#### Provided data

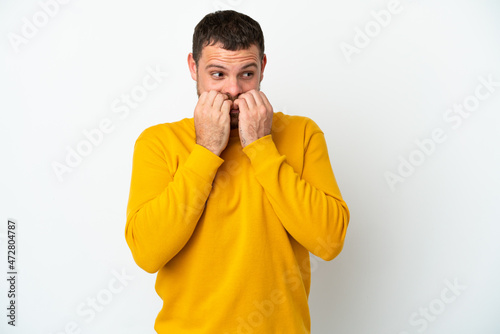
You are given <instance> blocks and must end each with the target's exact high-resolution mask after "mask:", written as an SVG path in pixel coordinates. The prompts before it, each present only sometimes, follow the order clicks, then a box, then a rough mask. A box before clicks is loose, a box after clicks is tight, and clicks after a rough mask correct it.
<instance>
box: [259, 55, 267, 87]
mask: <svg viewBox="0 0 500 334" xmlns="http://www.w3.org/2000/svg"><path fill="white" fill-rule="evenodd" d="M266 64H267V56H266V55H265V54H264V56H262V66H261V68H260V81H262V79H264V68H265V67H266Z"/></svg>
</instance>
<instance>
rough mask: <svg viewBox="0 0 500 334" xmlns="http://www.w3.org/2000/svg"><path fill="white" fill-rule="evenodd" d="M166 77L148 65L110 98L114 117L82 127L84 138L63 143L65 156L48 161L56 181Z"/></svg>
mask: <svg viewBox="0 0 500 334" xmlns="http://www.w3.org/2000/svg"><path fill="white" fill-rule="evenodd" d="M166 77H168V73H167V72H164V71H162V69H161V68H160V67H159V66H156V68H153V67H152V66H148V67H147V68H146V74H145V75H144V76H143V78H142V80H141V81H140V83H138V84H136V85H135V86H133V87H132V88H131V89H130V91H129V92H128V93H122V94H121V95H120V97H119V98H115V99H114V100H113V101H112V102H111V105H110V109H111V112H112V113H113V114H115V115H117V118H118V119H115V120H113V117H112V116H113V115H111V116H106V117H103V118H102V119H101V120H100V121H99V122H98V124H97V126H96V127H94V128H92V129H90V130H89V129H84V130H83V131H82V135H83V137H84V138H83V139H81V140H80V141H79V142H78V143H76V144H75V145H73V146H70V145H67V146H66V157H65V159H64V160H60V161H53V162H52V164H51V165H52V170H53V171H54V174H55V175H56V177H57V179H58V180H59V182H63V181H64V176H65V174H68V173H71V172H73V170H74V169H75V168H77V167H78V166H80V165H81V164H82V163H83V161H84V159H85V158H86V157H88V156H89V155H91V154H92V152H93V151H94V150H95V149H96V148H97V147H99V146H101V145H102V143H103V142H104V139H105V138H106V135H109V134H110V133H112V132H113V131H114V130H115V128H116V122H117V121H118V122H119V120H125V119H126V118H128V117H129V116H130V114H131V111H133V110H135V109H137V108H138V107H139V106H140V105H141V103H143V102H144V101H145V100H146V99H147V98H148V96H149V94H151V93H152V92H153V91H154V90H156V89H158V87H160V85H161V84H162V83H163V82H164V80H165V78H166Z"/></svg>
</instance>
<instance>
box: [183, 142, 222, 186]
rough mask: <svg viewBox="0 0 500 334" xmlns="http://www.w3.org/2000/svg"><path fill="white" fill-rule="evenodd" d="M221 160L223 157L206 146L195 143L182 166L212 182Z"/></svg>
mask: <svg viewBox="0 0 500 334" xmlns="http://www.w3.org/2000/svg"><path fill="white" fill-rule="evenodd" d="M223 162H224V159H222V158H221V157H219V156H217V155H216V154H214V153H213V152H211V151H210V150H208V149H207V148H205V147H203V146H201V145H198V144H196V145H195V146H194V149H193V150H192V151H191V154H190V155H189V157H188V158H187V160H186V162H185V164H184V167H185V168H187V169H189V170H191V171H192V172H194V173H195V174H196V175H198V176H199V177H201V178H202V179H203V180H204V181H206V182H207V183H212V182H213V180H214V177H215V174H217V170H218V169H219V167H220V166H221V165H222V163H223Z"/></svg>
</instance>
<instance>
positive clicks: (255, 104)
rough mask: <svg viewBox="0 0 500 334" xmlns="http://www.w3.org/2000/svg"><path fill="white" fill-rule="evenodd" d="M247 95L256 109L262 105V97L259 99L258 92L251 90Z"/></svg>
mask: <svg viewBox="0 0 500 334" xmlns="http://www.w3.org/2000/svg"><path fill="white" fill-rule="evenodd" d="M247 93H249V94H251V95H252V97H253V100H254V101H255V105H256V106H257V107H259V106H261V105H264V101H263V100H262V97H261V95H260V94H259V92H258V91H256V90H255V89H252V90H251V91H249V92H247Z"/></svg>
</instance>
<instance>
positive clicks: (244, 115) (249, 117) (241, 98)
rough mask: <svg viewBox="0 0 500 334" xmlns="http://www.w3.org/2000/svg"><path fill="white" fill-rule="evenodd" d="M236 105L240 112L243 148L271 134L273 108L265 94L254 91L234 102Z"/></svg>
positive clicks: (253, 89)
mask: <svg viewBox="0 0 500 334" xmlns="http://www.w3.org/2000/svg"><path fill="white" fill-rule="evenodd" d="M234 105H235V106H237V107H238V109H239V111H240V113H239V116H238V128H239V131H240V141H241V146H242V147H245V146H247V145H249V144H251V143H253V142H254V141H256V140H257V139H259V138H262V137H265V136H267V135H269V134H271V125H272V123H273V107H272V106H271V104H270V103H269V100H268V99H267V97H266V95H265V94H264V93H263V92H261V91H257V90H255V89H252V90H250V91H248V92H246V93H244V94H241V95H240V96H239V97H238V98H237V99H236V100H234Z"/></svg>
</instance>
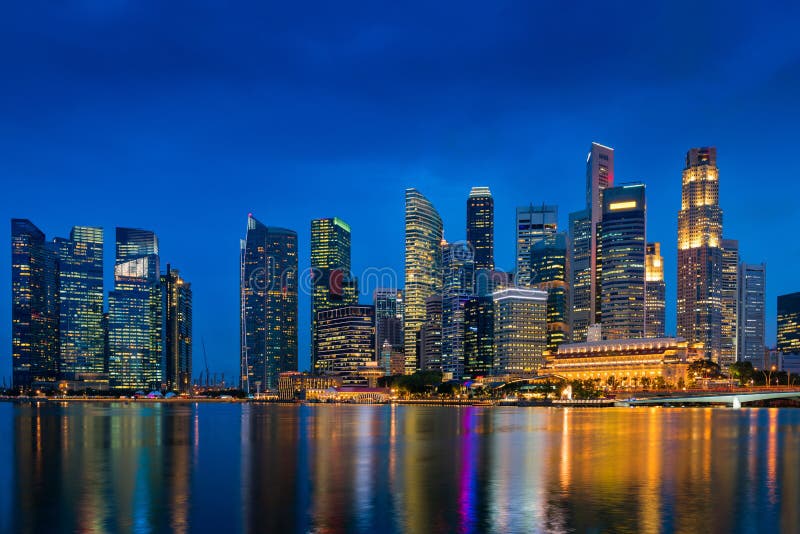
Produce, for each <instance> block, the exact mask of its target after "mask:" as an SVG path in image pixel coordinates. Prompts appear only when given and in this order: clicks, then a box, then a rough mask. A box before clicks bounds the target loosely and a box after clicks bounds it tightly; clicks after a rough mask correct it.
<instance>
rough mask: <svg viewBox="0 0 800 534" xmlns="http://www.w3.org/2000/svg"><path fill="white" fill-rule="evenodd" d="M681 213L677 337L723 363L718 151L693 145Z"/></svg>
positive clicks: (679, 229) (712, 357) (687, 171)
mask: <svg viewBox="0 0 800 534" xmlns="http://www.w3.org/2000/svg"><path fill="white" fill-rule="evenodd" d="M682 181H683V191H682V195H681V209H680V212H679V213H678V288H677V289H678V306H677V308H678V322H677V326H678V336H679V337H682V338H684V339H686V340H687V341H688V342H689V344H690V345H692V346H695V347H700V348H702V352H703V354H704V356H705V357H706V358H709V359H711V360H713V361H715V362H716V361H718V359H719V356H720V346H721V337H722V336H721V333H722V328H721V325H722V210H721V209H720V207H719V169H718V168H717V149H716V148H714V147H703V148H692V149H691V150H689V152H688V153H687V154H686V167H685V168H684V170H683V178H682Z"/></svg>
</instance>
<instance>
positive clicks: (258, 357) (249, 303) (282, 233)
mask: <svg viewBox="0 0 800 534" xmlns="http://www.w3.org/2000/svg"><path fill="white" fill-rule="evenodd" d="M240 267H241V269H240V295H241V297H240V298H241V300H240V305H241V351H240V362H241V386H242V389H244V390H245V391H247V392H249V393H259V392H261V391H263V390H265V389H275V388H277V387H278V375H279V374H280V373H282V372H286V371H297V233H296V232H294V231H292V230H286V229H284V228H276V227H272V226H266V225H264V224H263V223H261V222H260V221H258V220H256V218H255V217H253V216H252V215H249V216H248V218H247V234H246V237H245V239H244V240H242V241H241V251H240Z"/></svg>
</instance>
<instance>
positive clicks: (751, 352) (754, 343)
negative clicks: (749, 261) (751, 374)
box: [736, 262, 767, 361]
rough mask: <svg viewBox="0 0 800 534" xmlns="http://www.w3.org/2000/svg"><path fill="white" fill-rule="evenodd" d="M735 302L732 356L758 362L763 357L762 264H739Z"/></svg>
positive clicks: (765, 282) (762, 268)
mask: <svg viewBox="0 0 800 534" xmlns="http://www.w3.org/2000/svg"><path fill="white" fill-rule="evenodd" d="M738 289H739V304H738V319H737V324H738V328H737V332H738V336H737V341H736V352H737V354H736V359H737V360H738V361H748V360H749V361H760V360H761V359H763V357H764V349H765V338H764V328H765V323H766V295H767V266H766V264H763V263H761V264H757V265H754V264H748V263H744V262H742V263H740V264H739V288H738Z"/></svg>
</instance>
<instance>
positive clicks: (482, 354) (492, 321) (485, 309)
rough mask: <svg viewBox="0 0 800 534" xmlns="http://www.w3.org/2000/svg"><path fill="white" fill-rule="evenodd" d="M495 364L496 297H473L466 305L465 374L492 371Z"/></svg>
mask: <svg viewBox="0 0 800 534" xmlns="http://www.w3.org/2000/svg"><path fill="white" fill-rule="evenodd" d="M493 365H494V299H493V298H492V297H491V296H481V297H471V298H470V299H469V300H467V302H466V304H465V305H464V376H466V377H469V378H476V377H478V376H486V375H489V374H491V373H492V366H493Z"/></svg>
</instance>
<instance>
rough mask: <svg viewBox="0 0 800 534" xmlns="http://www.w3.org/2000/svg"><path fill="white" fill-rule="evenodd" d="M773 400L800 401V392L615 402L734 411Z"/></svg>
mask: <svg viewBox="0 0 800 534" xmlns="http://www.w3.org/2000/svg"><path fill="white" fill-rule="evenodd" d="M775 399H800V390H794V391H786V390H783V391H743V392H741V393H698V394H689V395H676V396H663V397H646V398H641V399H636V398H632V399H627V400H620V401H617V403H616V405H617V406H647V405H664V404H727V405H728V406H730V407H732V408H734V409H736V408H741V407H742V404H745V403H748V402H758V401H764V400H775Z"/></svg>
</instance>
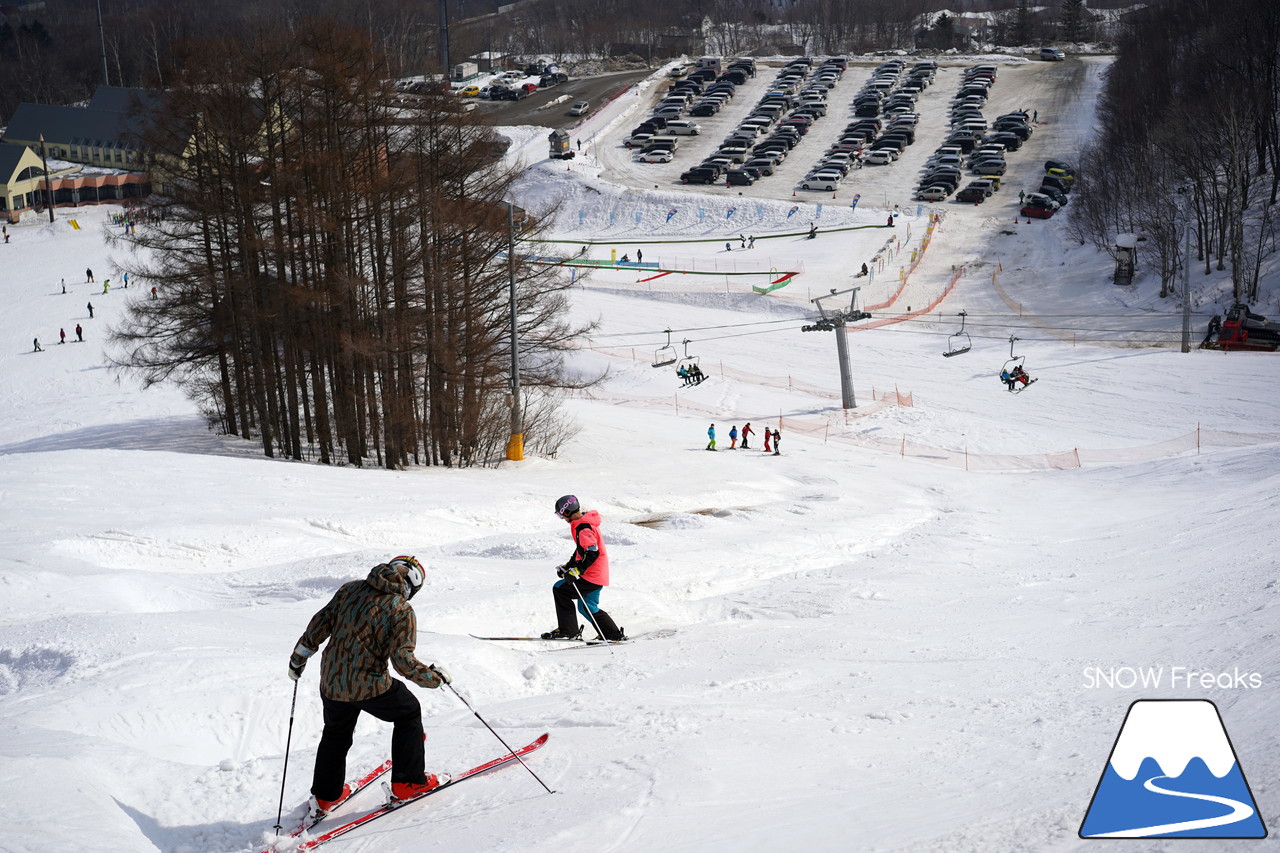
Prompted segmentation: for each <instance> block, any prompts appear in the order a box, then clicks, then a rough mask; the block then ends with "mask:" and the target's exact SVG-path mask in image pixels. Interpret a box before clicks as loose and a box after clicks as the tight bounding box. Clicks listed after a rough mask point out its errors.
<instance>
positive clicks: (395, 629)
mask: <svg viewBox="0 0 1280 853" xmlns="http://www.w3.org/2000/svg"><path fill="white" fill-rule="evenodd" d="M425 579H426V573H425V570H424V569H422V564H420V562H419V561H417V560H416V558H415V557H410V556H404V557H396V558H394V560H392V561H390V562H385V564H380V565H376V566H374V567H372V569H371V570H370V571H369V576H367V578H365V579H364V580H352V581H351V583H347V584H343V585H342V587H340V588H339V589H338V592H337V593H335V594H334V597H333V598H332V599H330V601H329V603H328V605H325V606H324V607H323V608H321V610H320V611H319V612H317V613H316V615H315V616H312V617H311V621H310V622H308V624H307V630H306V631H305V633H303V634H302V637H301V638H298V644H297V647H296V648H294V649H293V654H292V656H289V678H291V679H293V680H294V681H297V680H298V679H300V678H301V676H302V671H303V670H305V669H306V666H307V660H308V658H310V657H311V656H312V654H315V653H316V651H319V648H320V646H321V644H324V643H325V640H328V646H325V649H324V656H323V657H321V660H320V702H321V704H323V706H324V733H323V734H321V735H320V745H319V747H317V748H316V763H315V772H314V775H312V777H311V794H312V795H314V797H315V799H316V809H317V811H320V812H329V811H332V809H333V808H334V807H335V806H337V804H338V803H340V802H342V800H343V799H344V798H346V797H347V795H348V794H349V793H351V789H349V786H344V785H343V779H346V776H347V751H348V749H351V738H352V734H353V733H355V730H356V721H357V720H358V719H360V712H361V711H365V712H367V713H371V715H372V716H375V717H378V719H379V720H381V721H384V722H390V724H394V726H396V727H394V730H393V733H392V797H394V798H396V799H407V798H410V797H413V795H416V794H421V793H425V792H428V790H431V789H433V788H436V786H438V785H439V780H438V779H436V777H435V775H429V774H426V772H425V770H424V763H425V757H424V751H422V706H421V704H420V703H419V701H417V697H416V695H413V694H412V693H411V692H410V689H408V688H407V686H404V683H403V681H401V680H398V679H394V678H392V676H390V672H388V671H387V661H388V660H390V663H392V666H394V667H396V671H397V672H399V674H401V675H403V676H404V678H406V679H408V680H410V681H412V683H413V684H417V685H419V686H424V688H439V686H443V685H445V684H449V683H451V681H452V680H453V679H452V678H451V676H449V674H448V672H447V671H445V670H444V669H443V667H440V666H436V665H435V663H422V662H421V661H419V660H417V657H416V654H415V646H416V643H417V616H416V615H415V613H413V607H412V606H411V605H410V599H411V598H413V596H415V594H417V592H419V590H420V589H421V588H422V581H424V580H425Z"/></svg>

########

Find every line above that contains the word "only" and copy each one out in full. Case counts.

**Result of this task:**
You are given <instance> blocks and must end each with the target's exact high-resolution mask after "mask:", written as an SVG path in pixel coordinates. The prompts before it, each present only sometimes, follow the order clicks, then a box, then a rough mask. A box before clicks is loose, a box after clicks is tight, and clicks after a rough mask correct it.
Produce, for each <instance> block, the exact mask of its target after "mask:" as an SVG path in image pixel coordinates. Prompts appear only when given and in this order: clicks, then a box, then a rough mask. A box before clicks bounds the target loosely and a box after clicks bounds it tightly; clicks after a rough mask correct it.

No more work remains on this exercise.